[Region pointing data]
[Start of section]
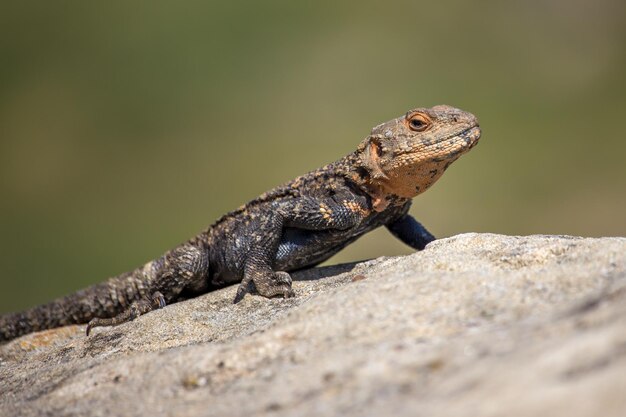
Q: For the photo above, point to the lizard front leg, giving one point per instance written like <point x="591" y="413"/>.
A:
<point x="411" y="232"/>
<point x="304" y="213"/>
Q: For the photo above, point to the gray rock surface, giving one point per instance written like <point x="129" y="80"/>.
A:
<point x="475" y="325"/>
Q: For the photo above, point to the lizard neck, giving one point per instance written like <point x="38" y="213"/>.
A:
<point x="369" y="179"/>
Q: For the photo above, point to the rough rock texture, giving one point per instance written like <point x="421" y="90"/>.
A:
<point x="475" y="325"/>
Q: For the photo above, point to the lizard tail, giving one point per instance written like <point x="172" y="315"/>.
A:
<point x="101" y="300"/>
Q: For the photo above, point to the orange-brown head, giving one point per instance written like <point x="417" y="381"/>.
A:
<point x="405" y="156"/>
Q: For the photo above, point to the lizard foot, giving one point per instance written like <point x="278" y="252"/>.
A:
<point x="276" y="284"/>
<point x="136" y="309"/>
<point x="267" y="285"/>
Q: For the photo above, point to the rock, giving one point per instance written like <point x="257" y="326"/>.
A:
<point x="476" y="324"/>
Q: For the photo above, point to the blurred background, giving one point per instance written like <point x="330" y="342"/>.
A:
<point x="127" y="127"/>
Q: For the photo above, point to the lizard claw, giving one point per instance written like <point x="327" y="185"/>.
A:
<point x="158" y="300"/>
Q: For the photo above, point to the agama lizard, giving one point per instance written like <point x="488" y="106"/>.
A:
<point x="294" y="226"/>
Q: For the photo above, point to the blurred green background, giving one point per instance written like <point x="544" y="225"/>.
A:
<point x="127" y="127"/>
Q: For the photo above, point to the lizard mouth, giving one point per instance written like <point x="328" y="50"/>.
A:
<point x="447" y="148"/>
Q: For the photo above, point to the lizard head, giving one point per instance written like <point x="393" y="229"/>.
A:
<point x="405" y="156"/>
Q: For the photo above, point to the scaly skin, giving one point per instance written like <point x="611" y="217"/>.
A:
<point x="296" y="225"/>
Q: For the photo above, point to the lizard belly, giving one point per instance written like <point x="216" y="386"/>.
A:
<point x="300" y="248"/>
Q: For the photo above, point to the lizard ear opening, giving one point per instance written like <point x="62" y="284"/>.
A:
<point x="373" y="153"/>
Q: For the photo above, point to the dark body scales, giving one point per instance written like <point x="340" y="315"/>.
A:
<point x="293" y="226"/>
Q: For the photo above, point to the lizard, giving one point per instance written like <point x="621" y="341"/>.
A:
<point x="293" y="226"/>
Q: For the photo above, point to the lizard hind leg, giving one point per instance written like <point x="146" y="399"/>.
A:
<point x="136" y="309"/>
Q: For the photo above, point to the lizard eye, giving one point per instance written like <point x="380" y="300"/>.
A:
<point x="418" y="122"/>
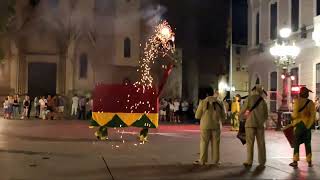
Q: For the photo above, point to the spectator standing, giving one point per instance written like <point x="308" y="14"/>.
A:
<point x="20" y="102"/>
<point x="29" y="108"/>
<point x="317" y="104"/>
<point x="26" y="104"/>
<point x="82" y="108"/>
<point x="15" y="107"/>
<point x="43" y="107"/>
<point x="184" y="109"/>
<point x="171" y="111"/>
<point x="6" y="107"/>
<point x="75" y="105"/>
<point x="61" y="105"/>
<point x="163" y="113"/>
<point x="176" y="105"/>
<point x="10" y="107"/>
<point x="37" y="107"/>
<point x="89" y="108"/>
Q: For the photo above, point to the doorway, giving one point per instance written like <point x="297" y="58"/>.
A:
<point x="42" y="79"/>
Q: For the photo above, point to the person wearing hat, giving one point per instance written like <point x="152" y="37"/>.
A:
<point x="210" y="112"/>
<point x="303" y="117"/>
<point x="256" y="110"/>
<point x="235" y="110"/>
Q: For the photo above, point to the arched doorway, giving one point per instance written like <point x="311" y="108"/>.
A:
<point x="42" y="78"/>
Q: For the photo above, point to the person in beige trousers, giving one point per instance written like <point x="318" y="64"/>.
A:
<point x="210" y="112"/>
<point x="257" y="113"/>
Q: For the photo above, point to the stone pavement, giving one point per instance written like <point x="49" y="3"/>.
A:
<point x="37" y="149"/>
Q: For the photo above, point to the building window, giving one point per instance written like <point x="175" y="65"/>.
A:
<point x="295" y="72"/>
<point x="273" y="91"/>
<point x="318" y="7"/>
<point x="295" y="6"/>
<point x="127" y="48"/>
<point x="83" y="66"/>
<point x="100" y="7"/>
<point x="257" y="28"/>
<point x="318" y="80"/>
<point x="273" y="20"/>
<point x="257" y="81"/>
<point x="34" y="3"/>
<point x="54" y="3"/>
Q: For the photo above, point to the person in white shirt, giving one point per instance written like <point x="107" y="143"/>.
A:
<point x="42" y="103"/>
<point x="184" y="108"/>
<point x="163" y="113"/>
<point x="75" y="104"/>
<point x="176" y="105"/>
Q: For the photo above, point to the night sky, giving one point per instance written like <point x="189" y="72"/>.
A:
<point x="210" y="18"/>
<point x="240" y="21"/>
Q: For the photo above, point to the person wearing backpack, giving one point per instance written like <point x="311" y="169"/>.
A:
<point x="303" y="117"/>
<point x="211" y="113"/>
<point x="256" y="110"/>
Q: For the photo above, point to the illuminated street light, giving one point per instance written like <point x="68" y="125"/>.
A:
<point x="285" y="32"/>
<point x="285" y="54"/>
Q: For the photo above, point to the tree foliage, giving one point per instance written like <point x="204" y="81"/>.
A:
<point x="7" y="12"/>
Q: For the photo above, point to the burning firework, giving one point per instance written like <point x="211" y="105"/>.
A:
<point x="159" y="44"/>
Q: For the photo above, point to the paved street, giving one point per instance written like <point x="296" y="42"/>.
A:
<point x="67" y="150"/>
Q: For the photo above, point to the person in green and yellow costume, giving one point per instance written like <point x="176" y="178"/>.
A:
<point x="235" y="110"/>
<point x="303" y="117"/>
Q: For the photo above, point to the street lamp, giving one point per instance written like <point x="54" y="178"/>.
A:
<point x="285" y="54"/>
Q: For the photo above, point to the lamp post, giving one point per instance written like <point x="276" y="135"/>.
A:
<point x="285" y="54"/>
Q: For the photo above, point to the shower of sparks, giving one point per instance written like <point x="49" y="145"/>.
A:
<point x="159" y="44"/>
[End of section]
Exercise details
What is the number of lines in the entries that include the string "blurred"? Reply with that number alone.

Your response
2